OBJECTIVE 1: In the listing, from the line containing "pinpoint every river." through the end of the listing, switch "scene" to "view" and keep everything else the same.

TEXT PROVIDED:
That star [in the Tecoma system] wasn’t natural, it was created. And it was created from a system that looked like Sol. It was manufactured and it was pointed at the ring gate. They aimed it like tying a shotgun trigger to a doorknob. Our bomb ship did something to activate it. Maybe it got something to come look at us, and that’s what set it off. I don’t know. But it was built to be a booby trap... It fired off the largest gun that it’s possible to make given the physical laws of the universe. And what’s more? The [Ring] station was built to withstand it. It took a gamma burst from a collapsing neutron star, and it’s not dead.
Elvi Okoye, Tiamat's Wrath, p. 212

While it's true in some sense that the Ringbuilders

pointed "the largest gun that's possible" at themselves, it's not really a danger to them because the Ring station was built to withstand it (as is apparent from when the booby-trap actually went off).

The reason why the Ringbuilders pointed it at the system's ring is hinted at by books 3-8, and especially once

ships transiting through the rings started "going dutchman".

Recall that Naomi figured out that this problem can be avoided by staying in the "safety curve", and that the

safety curve was based on the amount of matter and energy making transits though the gate network.
Tiamat's Wrath, p. 213

Up to and including book 8, multiple characters theorized that

the creatures that killed the Ringbuilders -- the unknown aggressors / Goths / "dark gods" -- are harmed or don't like the movement of ships through the rings, and that these enemies attacked the Ringbuilders to get them to stop using the rings. Furthermore, these enemies apparently attack through the rings -- hence the design of Duarte's attempt to attack them.

OBJECTIVE 2: Continue the passage about the Ringbuilders' booby-trapped star from where it stops.

Annotated coordinate listing:
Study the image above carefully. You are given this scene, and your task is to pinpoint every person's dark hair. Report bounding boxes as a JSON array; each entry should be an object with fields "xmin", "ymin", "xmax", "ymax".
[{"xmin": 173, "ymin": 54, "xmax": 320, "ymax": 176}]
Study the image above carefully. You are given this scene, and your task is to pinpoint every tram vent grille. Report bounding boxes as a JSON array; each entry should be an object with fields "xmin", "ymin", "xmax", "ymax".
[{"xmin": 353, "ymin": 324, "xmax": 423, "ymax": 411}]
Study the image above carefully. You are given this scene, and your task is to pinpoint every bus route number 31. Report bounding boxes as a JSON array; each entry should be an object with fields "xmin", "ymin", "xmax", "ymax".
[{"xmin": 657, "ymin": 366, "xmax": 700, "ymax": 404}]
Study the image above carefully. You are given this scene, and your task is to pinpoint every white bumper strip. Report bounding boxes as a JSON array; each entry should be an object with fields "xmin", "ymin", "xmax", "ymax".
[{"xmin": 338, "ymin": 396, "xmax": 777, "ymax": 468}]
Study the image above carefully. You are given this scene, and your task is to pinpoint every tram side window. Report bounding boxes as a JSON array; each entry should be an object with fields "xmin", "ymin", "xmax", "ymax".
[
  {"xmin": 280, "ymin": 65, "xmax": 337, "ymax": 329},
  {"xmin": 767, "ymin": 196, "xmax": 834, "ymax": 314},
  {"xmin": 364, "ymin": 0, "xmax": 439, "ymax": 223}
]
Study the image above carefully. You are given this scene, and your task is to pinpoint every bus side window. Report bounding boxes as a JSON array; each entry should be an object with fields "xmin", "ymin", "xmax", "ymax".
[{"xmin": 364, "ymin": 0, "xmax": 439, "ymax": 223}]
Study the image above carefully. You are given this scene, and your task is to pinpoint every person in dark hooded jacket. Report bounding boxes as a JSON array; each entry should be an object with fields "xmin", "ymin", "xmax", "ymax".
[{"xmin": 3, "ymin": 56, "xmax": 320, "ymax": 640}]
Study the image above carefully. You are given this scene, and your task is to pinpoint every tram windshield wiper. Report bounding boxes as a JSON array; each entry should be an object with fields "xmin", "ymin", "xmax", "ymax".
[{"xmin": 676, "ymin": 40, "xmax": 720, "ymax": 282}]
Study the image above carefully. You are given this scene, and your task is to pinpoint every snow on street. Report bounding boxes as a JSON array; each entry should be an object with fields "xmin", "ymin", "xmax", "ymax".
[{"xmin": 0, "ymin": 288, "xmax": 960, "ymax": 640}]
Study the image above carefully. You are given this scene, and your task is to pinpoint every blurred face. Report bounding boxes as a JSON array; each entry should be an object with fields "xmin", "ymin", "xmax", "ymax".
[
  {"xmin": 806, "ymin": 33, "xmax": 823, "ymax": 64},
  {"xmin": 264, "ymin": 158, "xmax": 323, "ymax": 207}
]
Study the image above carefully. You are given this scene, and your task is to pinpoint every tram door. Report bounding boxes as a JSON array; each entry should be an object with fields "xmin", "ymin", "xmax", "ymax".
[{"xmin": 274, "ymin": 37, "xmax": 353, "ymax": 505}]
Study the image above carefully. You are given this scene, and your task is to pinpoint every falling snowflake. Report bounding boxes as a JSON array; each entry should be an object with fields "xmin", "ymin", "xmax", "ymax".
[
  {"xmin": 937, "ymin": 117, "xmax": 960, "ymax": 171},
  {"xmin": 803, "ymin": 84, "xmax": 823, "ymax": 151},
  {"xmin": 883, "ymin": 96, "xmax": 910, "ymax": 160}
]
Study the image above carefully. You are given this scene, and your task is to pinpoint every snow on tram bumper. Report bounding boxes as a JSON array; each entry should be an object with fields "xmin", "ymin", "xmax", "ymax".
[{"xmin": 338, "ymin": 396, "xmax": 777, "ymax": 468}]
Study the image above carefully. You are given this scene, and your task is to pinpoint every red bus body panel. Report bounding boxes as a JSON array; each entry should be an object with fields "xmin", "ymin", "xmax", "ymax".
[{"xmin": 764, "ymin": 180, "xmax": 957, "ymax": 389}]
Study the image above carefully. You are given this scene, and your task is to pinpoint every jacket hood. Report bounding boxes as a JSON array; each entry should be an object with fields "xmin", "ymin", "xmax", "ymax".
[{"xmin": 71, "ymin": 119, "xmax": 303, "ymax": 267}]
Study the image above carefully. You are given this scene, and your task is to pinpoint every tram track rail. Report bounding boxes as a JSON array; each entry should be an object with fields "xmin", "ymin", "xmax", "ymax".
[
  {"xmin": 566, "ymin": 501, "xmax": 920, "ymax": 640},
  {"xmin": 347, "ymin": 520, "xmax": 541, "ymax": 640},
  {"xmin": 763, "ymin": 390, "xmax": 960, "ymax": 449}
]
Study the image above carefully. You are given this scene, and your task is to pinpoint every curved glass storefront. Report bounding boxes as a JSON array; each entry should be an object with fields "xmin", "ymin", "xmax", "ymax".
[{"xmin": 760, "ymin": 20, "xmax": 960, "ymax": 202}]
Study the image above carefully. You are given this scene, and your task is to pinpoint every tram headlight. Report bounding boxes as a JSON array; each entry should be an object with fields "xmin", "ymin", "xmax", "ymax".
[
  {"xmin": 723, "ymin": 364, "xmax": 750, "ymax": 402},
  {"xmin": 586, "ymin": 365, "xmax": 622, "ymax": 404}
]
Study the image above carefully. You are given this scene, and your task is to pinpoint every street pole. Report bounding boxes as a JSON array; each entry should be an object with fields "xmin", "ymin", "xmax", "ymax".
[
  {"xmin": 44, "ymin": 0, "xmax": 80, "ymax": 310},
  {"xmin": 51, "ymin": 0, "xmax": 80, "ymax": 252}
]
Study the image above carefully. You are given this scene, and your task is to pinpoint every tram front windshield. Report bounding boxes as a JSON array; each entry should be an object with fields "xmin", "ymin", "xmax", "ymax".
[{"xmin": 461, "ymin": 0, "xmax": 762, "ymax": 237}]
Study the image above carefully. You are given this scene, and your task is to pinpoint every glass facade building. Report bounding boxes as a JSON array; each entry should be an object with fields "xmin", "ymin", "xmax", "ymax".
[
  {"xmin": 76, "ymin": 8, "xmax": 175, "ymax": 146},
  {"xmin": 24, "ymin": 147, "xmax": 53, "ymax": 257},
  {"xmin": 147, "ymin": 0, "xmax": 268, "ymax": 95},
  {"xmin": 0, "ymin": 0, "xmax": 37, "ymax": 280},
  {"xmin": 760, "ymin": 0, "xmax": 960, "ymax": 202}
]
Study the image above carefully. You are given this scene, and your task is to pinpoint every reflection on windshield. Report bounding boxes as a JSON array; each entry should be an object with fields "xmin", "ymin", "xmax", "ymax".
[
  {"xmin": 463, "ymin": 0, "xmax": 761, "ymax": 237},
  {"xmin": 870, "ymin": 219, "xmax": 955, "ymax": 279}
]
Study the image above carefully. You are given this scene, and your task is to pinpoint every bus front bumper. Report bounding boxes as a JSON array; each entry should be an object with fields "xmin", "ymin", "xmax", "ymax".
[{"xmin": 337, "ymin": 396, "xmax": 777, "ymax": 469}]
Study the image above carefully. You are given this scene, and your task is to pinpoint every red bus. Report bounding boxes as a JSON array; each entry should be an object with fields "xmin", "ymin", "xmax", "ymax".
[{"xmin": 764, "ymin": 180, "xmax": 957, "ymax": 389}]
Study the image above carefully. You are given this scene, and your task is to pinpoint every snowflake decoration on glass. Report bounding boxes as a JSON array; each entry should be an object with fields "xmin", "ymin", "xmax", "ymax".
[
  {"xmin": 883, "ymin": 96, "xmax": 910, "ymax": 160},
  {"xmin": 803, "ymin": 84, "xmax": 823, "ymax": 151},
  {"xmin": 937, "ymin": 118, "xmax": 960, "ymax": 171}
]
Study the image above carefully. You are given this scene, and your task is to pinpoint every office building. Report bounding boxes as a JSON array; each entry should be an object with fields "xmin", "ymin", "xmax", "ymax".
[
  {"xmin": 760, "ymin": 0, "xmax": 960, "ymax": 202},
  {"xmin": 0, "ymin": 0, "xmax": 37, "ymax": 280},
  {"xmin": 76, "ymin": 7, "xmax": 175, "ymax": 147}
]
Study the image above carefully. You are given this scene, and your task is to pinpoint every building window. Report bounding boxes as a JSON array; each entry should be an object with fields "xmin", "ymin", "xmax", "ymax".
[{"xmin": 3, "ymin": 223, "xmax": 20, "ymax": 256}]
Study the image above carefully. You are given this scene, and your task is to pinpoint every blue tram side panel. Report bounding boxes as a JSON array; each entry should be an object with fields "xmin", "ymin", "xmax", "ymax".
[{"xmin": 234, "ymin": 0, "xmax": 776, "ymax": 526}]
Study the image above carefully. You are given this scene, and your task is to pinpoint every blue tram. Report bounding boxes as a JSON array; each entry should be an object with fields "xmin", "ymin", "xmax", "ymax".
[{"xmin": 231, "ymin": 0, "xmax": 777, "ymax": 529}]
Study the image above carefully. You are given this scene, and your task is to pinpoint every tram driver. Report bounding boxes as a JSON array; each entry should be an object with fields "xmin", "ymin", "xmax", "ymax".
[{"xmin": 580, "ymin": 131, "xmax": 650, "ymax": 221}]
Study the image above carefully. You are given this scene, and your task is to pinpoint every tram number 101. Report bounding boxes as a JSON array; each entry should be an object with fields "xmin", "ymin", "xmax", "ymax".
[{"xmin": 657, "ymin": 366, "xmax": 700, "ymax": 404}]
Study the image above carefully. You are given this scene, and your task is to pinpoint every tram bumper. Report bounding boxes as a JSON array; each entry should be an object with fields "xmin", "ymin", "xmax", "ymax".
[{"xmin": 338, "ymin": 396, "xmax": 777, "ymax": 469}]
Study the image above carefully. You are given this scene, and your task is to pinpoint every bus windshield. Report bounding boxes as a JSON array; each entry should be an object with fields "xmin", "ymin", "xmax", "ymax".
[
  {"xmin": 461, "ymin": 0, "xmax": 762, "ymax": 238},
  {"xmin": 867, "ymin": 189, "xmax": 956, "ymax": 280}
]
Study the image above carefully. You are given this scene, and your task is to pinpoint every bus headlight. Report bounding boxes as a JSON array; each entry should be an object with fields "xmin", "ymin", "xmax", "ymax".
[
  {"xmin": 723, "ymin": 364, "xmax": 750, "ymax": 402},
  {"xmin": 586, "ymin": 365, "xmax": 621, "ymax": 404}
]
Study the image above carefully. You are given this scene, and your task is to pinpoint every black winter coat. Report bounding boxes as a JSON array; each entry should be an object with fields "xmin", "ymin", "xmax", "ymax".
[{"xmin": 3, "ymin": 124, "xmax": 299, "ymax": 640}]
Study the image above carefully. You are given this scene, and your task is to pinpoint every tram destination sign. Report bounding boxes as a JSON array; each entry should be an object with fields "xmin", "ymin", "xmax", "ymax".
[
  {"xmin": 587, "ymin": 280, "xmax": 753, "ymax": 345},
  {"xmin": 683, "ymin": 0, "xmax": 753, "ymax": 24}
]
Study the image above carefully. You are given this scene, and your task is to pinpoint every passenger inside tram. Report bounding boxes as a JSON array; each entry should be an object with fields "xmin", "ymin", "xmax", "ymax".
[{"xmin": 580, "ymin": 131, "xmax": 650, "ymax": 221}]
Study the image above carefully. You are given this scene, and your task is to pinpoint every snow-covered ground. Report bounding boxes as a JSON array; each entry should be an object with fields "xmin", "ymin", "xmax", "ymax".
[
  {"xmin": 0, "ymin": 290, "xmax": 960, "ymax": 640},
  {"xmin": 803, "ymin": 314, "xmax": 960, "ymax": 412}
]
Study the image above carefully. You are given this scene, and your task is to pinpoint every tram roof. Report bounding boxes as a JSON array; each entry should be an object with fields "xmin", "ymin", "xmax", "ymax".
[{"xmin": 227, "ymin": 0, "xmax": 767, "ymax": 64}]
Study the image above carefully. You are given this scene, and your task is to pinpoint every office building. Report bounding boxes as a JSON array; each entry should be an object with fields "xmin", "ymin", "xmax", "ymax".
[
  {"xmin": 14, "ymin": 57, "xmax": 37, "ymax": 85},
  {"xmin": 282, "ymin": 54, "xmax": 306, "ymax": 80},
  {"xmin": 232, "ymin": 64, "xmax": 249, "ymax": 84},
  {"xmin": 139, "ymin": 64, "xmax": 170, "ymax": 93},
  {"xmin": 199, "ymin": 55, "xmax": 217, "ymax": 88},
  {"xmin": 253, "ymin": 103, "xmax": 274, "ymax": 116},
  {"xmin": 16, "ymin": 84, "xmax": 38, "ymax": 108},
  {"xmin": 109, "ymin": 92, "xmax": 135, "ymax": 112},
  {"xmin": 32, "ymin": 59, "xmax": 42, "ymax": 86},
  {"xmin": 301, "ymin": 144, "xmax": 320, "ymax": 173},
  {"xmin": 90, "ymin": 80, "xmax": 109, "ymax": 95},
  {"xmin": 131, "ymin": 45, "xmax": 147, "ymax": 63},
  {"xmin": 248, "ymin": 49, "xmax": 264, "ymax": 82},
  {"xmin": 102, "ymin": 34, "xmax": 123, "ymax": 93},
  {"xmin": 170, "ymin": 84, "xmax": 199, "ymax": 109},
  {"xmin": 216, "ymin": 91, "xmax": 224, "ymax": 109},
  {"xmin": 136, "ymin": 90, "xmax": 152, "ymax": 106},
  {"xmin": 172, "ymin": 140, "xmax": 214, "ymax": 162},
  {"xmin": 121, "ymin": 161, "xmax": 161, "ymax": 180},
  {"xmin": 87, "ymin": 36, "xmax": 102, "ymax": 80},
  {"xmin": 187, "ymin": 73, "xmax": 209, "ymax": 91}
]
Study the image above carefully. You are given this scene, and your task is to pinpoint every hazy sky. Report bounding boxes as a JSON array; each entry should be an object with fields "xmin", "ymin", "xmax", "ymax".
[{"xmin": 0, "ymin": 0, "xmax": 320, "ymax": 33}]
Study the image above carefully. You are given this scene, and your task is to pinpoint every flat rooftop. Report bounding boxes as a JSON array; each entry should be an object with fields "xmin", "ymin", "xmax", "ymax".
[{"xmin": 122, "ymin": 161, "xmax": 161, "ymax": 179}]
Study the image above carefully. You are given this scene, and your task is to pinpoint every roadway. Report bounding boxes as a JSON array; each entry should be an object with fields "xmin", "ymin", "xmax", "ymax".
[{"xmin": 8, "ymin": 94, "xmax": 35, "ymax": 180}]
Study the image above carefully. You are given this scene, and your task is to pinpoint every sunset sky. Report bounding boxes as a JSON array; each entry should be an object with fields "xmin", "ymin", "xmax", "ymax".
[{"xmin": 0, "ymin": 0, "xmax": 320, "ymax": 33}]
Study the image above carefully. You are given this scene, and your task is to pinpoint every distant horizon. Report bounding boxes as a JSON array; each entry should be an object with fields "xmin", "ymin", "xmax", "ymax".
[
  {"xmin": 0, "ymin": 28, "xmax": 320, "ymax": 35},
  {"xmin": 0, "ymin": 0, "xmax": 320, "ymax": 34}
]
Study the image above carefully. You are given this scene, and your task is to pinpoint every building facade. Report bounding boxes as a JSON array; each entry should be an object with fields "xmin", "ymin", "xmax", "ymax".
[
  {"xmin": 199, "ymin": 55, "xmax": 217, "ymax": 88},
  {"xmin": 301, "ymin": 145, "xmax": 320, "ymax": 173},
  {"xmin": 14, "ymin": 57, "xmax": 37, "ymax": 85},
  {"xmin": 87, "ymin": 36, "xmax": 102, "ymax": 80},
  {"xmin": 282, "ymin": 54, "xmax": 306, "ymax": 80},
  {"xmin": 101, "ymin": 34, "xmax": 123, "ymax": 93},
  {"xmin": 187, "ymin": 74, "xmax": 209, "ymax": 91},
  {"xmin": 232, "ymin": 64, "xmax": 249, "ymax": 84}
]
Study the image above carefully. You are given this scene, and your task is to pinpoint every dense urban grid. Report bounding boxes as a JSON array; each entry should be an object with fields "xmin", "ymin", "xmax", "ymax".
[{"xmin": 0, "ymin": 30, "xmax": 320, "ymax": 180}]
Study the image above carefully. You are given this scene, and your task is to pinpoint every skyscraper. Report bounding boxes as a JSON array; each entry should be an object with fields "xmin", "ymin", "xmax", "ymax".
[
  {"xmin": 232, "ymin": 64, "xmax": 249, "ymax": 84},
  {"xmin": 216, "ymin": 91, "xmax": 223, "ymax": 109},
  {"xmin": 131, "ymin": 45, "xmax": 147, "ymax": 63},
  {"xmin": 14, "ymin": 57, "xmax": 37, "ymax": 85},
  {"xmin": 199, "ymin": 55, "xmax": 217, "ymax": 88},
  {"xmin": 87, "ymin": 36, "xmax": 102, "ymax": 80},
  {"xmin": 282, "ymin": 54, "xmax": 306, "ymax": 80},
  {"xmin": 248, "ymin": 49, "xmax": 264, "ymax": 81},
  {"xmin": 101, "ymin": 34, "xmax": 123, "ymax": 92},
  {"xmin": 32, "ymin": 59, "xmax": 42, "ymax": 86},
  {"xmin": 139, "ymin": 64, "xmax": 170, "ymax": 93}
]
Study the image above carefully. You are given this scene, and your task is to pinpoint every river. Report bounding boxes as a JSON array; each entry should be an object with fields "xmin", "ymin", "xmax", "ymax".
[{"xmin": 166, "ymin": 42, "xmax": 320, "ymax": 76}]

EXPECTED OUTPUT 1:
Study the image above carefully. You are given this view, and your task is to pinpoint every river. Report bounding boxes as a JSON array; each entry should be an object with fields "xmin", "ymin", "xmax", "ymax".
[{"xmin": 166, "ymin": 42, "xmax": 320, "ymax": 76}]

EXPECTED OUTPUT 2:
This turns out to be true. Leviathan Falls (book 9) reveals

It's where the power comes from. [The Ringbuilders] cracked the universe open, pushed their way in here, and it pushed back. A whole other universe trying to smash this place flat, and it powers the gates, the artifacts. That magnetic ray gun Duarte was playing with. They built stars with it. Broke rules that you can’t break without a different set of physics to strain it through.
The Investigator, Leviathan Falls, p. 453

In other words

the Ringbuilders forced open a space (the ring space) which is powered by another universe (where the Goths are from), and the use of this power from the Goths' universe is what angers them. Furthermore, this confirms that the Goths enter our universe from the rings / ring space, so in effect the Tecoma system booby-trap is also pointed at the Goths. Moreover, the Ringbuilders also knew or theorized that energy (and matter) passing through the rings harmed the Goths, so they pointed "the largest gun" they could at a ring gate. As a real-world analogy, this would be like the Roman army deploying catapults aimed at the roads they built (leading into their territory) to defend against invading barbarians (Goths) -- the weapon is pointed at the road the Romans built, but only because that's where the enemy will be coming from.